* **Aim**:
Present the entries as a JSON list of strings, one string per line and no blank lines, starting at the line that contains "formatted like (61,106)." and stopping at the last line of the entries.

* **Given records**:
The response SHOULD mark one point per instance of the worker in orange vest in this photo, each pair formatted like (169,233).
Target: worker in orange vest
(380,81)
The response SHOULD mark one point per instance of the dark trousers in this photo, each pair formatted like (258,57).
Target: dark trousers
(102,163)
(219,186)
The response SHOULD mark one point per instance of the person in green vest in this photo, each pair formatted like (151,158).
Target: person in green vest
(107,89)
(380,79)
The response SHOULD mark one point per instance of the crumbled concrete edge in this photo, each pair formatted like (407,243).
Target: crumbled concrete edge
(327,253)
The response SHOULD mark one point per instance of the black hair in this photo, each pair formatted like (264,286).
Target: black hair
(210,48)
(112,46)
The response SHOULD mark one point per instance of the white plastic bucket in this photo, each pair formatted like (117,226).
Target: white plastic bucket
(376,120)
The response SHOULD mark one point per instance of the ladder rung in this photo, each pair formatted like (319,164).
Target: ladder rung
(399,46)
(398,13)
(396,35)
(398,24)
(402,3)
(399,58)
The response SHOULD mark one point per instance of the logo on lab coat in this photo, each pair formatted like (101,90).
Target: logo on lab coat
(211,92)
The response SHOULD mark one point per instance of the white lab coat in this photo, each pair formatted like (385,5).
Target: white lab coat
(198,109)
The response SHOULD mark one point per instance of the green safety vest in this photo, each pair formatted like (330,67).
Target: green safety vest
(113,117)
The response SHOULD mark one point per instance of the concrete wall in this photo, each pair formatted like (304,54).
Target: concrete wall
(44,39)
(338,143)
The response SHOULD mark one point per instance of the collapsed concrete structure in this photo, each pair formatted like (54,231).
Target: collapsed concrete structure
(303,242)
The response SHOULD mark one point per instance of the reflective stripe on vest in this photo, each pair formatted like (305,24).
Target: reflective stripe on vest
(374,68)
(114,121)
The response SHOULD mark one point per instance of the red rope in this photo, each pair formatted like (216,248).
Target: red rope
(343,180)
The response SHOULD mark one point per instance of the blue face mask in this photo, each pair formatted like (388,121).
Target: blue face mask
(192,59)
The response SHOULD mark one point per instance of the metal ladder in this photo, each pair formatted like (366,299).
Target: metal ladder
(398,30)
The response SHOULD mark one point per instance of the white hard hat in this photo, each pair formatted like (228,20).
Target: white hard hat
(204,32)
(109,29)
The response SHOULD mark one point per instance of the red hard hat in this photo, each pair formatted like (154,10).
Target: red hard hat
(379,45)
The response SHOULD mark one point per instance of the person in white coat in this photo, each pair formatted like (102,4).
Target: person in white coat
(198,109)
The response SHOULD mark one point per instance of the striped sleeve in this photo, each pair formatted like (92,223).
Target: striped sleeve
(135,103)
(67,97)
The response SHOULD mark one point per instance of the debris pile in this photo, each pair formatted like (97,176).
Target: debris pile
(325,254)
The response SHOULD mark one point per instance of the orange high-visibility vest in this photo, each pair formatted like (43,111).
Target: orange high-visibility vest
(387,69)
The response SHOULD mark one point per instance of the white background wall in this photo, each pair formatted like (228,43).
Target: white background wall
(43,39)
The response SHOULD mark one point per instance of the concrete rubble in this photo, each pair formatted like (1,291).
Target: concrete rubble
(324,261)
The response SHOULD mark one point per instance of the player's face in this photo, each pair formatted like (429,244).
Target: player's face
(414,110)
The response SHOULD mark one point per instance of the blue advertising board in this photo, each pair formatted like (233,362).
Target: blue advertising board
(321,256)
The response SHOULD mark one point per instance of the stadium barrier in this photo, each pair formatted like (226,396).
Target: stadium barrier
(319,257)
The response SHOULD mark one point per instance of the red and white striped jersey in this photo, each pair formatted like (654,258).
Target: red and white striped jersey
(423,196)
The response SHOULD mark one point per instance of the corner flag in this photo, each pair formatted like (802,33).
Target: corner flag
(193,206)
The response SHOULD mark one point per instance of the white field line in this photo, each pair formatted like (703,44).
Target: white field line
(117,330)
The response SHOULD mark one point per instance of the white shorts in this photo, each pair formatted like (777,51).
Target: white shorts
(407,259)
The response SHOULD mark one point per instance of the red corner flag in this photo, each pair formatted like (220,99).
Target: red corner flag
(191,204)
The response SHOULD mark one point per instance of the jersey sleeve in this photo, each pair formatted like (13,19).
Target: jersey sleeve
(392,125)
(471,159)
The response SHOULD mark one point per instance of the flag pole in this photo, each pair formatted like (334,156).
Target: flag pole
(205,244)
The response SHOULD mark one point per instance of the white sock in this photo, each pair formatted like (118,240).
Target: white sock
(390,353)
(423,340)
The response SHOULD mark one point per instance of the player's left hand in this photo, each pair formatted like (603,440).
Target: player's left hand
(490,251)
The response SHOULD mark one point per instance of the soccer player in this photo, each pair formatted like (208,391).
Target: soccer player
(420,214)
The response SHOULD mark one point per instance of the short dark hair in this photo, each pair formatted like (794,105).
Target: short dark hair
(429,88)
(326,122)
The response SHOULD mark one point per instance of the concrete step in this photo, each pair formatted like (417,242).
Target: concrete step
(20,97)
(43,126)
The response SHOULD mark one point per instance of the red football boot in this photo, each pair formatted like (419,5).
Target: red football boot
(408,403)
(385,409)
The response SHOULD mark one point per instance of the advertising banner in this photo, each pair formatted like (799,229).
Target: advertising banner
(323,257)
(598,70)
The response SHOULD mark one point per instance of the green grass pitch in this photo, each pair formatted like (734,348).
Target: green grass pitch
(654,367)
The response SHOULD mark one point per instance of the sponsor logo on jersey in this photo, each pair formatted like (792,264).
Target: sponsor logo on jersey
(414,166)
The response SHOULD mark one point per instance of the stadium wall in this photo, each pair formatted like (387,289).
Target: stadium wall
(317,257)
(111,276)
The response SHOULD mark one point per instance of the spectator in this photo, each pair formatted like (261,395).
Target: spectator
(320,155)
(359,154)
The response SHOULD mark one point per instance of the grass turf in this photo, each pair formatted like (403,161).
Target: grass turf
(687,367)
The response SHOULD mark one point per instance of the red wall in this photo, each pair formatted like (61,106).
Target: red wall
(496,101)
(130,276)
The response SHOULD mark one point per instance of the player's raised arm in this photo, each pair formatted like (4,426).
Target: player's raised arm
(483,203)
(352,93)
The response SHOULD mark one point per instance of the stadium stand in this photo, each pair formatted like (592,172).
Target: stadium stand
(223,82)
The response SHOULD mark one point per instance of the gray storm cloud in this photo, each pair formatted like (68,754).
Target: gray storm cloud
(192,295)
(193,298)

* **Exercise output**:
[
  "The response SHOULD mark one point per instance of the red wall in this photo, each pair formatted like (61,106).",
  "Target: red wall",
  "(496,101)",
  "(130,276)",
  "The response SHOULD mark one point per instance of the player's raised arm in this photo, each pair formatted like (4,426).",
  "Target: player's raised arm",
  "(483,203)",
  "(352,93)",
  "The response SHOULD mark one point per instance of the stadium stand in this photo, each pair formatted like (592,172).",
  "Target: stadium stand",
  "(223,82)",
  "The response SHOULD mark one point per instance of the gray storm cloud in this photo, each pair formatted like (68,754).",
  "Target: gray storm cloud",
  "(192,295)",
  "(193,298)"
]